__Exercise__
Copy exactly the run of lines that begins at the line with "Mark the sky" and ends at the final line of the entries.
--- --- ---
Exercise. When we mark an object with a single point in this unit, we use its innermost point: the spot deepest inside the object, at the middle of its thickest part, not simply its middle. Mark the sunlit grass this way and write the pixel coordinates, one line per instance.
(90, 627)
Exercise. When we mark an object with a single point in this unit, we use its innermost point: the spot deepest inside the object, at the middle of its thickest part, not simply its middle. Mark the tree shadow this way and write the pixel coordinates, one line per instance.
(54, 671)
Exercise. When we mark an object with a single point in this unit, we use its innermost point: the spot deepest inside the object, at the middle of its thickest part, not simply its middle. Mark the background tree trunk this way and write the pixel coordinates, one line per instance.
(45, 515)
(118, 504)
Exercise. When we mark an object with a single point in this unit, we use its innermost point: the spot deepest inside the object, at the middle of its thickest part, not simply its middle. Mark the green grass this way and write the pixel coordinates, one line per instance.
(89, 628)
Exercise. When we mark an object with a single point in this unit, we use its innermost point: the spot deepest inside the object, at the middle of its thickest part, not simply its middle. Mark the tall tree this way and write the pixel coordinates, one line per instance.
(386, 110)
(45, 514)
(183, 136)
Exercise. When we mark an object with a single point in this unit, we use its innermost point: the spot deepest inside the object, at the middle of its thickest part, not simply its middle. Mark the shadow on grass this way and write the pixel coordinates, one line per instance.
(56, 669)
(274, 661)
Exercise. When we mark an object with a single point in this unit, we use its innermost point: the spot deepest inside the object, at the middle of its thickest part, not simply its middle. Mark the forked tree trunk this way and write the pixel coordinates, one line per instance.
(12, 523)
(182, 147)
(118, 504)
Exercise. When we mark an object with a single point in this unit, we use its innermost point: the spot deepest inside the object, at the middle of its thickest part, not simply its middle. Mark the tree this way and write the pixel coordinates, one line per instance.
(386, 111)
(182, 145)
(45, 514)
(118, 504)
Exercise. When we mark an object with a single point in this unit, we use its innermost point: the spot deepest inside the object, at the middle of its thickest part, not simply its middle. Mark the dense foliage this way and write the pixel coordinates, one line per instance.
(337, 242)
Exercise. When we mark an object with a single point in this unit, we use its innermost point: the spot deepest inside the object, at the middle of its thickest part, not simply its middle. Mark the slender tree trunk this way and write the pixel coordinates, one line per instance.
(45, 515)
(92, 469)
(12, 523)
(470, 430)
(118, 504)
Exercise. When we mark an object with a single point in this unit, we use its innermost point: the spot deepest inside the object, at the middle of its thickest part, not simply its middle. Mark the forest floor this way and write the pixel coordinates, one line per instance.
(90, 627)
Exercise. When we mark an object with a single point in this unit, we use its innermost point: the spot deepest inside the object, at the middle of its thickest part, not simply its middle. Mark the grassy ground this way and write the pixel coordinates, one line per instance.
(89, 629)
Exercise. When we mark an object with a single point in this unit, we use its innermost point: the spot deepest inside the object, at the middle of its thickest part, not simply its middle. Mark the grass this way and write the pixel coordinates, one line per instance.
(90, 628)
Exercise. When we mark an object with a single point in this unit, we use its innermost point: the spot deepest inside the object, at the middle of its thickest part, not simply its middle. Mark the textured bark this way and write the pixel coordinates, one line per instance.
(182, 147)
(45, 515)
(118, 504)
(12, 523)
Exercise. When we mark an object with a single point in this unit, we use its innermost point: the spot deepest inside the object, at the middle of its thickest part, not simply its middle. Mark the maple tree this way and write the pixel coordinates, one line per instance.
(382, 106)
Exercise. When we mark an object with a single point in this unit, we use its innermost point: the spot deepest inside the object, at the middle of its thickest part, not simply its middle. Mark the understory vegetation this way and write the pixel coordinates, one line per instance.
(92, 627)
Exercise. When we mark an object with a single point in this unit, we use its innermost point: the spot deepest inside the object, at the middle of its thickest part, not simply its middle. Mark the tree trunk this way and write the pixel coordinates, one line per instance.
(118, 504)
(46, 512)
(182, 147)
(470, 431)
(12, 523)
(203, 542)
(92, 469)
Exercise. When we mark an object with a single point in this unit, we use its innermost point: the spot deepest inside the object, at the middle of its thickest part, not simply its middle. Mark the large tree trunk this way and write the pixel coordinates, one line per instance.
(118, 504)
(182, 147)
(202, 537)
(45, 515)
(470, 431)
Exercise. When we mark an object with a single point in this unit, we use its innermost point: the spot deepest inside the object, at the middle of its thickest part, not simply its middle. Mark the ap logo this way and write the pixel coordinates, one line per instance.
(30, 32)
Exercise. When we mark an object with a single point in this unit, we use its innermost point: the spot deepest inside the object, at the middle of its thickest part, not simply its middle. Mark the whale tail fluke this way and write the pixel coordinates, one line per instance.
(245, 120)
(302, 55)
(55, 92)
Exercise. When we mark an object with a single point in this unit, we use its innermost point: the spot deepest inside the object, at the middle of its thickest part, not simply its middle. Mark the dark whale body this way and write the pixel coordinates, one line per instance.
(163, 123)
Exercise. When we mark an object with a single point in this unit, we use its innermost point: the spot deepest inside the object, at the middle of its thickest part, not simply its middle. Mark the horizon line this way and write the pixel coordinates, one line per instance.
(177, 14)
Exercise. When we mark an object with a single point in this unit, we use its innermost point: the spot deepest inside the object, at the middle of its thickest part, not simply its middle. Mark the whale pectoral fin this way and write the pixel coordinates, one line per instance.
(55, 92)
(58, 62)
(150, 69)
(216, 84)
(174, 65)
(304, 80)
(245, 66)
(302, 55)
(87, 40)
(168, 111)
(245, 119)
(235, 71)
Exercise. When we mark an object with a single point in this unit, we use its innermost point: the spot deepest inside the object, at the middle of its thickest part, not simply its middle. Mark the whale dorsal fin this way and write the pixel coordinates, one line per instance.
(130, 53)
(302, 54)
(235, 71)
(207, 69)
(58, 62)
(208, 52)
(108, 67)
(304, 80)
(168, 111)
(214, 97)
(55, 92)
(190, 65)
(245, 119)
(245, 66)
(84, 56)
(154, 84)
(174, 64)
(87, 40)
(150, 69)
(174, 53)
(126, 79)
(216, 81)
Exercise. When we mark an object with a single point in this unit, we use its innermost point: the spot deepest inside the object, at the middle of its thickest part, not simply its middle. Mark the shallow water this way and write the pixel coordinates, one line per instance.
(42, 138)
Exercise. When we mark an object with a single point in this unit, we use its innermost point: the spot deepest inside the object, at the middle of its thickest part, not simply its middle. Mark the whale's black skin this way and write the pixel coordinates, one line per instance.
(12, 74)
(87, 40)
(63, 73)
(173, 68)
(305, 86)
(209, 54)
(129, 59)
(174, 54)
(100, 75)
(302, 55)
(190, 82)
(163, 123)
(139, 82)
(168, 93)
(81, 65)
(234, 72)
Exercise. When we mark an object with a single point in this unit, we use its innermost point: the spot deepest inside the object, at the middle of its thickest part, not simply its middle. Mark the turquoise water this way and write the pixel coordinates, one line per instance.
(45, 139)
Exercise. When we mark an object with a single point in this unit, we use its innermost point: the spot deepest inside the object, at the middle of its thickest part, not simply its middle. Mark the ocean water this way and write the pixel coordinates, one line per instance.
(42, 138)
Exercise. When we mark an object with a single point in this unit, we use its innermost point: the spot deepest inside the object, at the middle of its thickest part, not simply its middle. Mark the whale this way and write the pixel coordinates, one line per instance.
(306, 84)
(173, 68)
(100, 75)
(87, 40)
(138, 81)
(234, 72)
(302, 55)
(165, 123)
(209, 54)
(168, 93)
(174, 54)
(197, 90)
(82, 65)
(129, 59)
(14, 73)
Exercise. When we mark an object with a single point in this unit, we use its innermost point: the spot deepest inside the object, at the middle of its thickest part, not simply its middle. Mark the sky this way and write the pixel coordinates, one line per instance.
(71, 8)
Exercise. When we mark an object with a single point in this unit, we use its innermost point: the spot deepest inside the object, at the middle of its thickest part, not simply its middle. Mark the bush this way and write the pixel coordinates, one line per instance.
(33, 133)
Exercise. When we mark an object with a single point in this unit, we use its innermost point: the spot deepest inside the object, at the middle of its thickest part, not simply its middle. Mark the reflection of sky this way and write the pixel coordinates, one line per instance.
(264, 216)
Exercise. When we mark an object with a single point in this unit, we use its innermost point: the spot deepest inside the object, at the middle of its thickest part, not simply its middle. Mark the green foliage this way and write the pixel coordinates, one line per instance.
--- --- ---
__Task solution__
Exercise. When we mark an object with a single point in this unit, we use its innermost point: the spot deepest inside the object, at the middle of its thickest part, not simply its middle. Mark the sky this way and write the pixel coordinates, one line per instance.
(71, 8)
Exercise. When we mark an object with a single point in this unit, we use its innermost point: the spot deepest inside the object, at the middle of its thickest part, not simply its middle. Mark the bush this way and write the pixel coordinates, one line per instance.
(33, 133)
Exercise. When we mark an object with a single point in this unit, we use its innermost point: the spot deepest inside the object, at the middle of its thickest part, not simply its middle. Mark the reflection of sky this way and write the pixel coordinates, one line per instance.
(264, 216)
Exercise. When we mark an object with a single point in this unit, we use its innermost point: the spot deepest inside the object, at the middle of its thickest part, not simply its middle. Mark the green foliage this way and write the pixel coordinates, one line per instance.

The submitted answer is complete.